Your instructions - An exact transcript is needed of the material below, beginning at the line that contains "Query: black and white striped tent" and continuing through its last line; nothing else should appear.

──────── Supplied data

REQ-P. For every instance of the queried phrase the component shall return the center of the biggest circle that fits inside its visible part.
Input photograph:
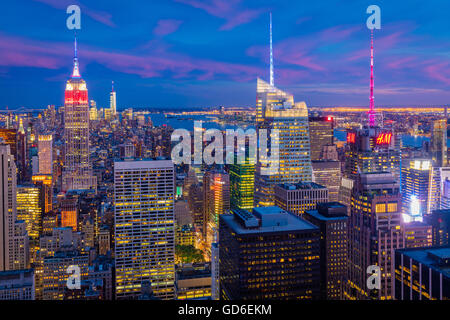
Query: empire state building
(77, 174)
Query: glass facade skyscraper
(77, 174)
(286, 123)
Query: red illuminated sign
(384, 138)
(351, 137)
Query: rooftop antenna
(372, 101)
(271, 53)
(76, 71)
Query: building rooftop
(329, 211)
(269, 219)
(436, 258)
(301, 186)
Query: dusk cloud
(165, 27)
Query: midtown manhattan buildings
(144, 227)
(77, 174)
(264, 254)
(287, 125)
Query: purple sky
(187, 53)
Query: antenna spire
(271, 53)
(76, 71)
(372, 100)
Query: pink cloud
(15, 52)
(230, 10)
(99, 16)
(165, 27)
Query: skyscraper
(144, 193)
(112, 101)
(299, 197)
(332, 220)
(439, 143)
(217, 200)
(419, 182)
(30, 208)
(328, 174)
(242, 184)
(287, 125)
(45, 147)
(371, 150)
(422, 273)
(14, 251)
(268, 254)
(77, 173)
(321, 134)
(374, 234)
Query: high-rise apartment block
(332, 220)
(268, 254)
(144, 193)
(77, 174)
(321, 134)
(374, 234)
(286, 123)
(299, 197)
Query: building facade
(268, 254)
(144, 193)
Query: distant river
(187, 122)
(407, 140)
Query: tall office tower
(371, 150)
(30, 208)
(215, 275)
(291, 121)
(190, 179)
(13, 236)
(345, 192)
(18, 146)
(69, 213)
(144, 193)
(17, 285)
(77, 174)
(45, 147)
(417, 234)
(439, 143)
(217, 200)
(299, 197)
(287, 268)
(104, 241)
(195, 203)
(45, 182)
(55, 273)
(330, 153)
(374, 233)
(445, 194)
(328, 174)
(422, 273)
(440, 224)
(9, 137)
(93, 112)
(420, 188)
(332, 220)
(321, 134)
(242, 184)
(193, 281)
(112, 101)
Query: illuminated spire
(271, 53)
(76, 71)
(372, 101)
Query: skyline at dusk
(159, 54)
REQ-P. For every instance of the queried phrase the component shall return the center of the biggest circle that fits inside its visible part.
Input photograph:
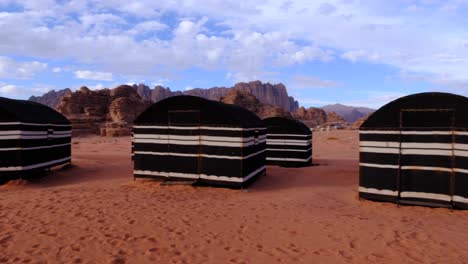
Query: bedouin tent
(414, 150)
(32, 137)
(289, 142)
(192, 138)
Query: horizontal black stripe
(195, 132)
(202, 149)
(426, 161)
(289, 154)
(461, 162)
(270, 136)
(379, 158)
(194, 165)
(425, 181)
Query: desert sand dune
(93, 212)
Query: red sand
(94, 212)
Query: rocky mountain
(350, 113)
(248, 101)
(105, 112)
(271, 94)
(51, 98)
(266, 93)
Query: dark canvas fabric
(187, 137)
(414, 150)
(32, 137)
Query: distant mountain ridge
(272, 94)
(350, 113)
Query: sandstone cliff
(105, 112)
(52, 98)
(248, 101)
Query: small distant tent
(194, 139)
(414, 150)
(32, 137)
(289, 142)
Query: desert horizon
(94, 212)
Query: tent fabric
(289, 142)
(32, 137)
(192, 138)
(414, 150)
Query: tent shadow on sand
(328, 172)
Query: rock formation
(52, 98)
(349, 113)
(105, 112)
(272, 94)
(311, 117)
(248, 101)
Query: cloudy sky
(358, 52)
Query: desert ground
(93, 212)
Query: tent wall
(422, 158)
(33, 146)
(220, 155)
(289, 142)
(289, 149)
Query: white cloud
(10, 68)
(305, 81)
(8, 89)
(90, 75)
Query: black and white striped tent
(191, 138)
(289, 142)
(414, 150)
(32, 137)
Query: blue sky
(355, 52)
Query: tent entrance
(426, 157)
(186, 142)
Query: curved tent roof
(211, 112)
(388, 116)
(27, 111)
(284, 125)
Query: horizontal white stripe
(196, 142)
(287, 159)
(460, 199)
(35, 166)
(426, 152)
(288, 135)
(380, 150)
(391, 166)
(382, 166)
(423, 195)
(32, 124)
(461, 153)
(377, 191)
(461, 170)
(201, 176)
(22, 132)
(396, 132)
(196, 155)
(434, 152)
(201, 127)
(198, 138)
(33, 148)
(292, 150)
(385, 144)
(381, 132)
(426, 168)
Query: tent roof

────────────────

Exercise answer -
Query: black and white striped tent
(191, 138)
(289, 142)
(414, 150)
(32, 137)
Query: blue sky
(355, 52)
Query: tent entrance
(426, 157)
(186, 142)
Query: curved tent roof
(211, 112)
(388, 116)
(27, 111)
(284, 125)
Query: horizontal white stripe
(196, 142)
(287, 159)
(460, 199)
(35, 166)
(426, 152)
(288, 135)
(380, 150)
(391, 166)
(382, 166)
(423, 195)
(32, 124)
(461, 153)
(377, 191)
(461, 170)
(201, 176)
(22, 132)
(396, 132)
(196, 155)
(434, 152)
(201, 127)
(198, 138)
(33, 148)
(292, 150)
(385, 144)
(381, 132)
(426, 168)
Query: tent roof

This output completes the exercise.